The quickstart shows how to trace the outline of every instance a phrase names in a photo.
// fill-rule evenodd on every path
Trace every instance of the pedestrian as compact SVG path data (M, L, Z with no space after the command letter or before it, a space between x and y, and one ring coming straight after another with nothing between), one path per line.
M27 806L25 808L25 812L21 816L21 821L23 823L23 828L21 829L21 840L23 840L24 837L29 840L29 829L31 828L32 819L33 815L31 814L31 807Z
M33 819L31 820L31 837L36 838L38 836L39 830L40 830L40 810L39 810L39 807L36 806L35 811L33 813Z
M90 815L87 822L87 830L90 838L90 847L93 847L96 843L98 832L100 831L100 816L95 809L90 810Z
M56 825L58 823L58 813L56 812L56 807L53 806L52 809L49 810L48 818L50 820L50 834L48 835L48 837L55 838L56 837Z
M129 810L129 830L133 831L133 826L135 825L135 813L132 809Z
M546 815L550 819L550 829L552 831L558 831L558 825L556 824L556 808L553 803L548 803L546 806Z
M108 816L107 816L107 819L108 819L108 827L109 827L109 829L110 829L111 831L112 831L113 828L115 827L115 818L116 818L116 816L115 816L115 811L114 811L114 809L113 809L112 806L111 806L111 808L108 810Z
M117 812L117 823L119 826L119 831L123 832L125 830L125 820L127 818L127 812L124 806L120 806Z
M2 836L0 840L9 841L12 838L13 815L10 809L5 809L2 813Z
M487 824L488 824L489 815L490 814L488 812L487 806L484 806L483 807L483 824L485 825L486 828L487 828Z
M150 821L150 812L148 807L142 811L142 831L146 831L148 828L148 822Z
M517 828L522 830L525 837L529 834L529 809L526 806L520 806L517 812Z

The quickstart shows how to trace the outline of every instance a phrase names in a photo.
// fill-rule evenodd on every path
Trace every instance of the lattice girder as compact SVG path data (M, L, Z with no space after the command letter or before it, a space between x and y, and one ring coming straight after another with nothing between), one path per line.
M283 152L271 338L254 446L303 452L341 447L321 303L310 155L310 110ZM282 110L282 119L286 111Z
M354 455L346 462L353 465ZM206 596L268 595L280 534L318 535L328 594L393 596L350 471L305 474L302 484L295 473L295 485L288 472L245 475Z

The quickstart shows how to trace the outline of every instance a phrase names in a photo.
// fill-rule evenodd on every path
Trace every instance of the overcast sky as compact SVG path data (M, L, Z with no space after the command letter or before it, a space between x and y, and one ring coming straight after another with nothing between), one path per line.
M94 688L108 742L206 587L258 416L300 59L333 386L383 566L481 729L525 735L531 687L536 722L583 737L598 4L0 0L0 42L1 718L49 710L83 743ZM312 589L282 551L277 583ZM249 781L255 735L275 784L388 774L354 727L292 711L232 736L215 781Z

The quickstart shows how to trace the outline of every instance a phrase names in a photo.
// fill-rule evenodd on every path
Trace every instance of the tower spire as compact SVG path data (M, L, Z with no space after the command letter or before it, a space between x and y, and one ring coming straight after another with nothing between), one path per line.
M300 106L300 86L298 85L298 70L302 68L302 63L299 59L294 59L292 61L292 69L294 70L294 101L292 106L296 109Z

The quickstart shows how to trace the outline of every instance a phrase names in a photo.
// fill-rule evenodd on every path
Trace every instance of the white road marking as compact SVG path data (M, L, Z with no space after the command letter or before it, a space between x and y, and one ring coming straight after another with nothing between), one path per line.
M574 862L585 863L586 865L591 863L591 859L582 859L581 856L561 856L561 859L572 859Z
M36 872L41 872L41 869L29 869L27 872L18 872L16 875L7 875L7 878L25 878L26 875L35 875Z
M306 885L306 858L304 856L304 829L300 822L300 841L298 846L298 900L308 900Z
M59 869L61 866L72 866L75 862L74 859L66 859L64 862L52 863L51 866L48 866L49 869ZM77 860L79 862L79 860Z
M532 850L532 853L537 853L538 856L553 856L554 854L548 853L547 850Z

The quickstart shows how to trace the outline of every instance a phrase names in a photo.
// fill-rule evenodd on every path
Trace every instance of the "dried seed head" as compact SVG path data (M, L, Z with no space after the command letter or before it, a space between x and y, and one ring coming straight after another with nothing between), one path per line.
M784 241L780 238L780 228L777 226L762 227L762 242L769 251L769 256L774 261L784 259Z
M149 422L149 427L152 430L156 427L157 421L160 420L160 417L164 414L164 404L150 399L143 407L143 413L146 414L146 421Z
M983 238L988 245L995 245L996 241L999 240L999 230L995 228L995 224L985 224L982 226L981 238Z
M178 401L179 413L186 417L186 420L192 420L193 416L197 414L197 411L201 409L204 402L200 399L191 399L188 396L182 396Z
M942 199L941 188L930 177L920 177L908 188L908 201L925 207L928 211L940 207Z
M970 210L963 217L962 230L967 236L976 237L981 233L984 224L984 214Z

*YOUR GOAL:*
Every line of the material above must be duplicated exactly.

*EXERCISE SOLUTION:*
The quickstart shows how to trace the outline of every instance a phrase names in a photo.
// fill-rule evenodd on every path
Trace every instance of the pedestrian as compact SVG path data (M, L, Z with no space after the command letter or before it, a space between x and y, and one ring coming straight after another with nothing between), one path per line.
M27 806L25 808L25 812L21 816L21 821L23 823L23 828L21 829L21 840L23 840L24 837L29 840L29 829L31 828L32 819L33 815L31 814L31 807Z
M33 819L31 820L31 837L36 838L38 836L39 830L40 830L40 810L39 810L39 807L36 806L35 811L33 813Z
M90 815L87 822L87 830L90 838L90 847L93 847L96 843L98 832L100 831L100 816L95 809L90 810Z
M56 825L58 823L58 813L56 812L56 807L53 806L52 809L49 810L48 818L50 820L50 834L48 835L48 837L55 838L56 837Z
M129 810L129 830L133 831L133 826L135 825L135 813L132 809Z
M546 815L550 819L550 829L552 831L558 831L558 825L556 824L556 808L553 803L548 803L546 806Z
M108 816L107 816L107 819L108 819L108 827L109 827L109 829L110 829L111 831L112 831L113 828L115 827L115 818L116 818L116 816L115 816L115 811L114 811L114 809L113 809L112 806L111 806L111 808L108 810Z
M117 812L117 823L119 826L119 831L123 832L125 830L125 820L127 818L127 812L124 806L120 806Z
M2 836L0 840L9 841L12 838L13 815L10 809L5 809L2 813Z
M487 824L488 824L489 815L490 814L488 812L487 806L484 806L483 807L483 824L485 825L486 828L487 828Z
M150 821L150 812L148 807L142 811L142 831L146 831L148 828L148 822Z
M517 828L522 830L525 837L529 834L529 809L526 806L520 806L517 812Z

The quickstart shows how to trace the outline of every instance a phrase names in a photo.
// fill-rule evenodd on every path
Trace every instance of the lattice girder as compact SVG path data (M, L, Z with no space after the command letter or before it, a space between x and y, and one ring coming straight after another with nothing between), one path per line.
M283 152L271 338L254 446L303 452L341 447L321 303L310 155L310 110ZM282 110L282 119L286 111Z
M354 455L346 462L353 465ZM206 596L268 595L280 534L318 535L328 594L393 596L350 471L305 474L302 484L295 473L295 485L288 472L245 475Z

The quickstart shows how to trace the outline of every instance a phrase names in a photo.
// fill-rule evenodd on every path
Trace every instance of the overcast sky as compact SVG path data (M, L, Z with no space after the command letter or before it, a space between x and y, and one ring coming straight after another with nothing between), one path per line.
M94 688L108 742L206 587L258 416L300 59L333 386L383 566L481 729L525 735L531 687L536 722L583 737L598 4L0 0L0 42L1 718L49 710L83 743ZM312 589L282 551L277 583ZM249 781L255 735L275 784L388 774L354 727L292 711L232 736L215 781Z

The quickstart shows how to trace the outline of every instance a phrase names in a photo.
// fill-rule evenodd on every path
Trace every instance of the tower spire as compact SVG path data (M, L, Z with no space after the command letter or before it, a space between x and y, and one ring coming straight after another with nothing between), one path per line.
M300 106L300 86L298 85L298 70L302 68L302 63L299 59L294 59L292 61L292 69L294 70L294 101L292 106L296 109Z

The quickstart shows how to trace the outline of every instance a phrase names in a photo.
// fill-rule evenodd on every path
Trace every instance of the white road marking as compact SVG path data (M, L, Z with no space after the command letter or before it, a space between x and y, and one ring coming straight after another with nothing between), one path per line.
M574 862L585 863L586 865L591 863L591 859L582 859L581 856L561 856L561 859L572 859Z
M36 872L41 872L41 869L29 869L27 872L18 872L16 875L7 875L7 878L25 878L26 875L35 875Z
M306 885L306 858L304 856L304 829L300 822L300 841L298 846L298 900L308 900Z
M59 869L61 866L72 866L75 862L74 859L66 859L64 862L52 863L51 866L48 866L49 869ZM77 860L79 862L79 860Z
M532 850L532 853L537 853L538 856L553 856L554 854L548 853L547 850Z

The quickstart shows how to trace the outline of every instance a phrase names in a photo.
// fill-rule evenodd on every path
Trace every instance of the "dried seed head" as compact SVG path data (M, L, Z with no space after the command letter or before it, a space between x and y, and one ring coming straight after another with nothing between), one path per line.
M784 241L780 238L780 228L777 226L762 227L762 242L769 251L769 256L774 261L784 259Z
M149 422L149 427L152 430L156 427L157 421L160 420L160 417L164 414L164 404L150 399L143 407L143 413L146 414L146 421Z
M983 238L988 245L995 245L996 241L999 240L999 230L995 228L995 224L985 224L982 226L981 238Z
M178 401L179 413L186 417L186 420L192 420L193 416L197 414L197 411L201 409L204 402L200 399L191 399L188 396L182 396Z
M942 199L941 188L930 177L920 177L908 188L908 201L925 207L928 211L940 207Z
M970 210L963 217L962 230L967 236L976 237L981 233L984 224L984 214Z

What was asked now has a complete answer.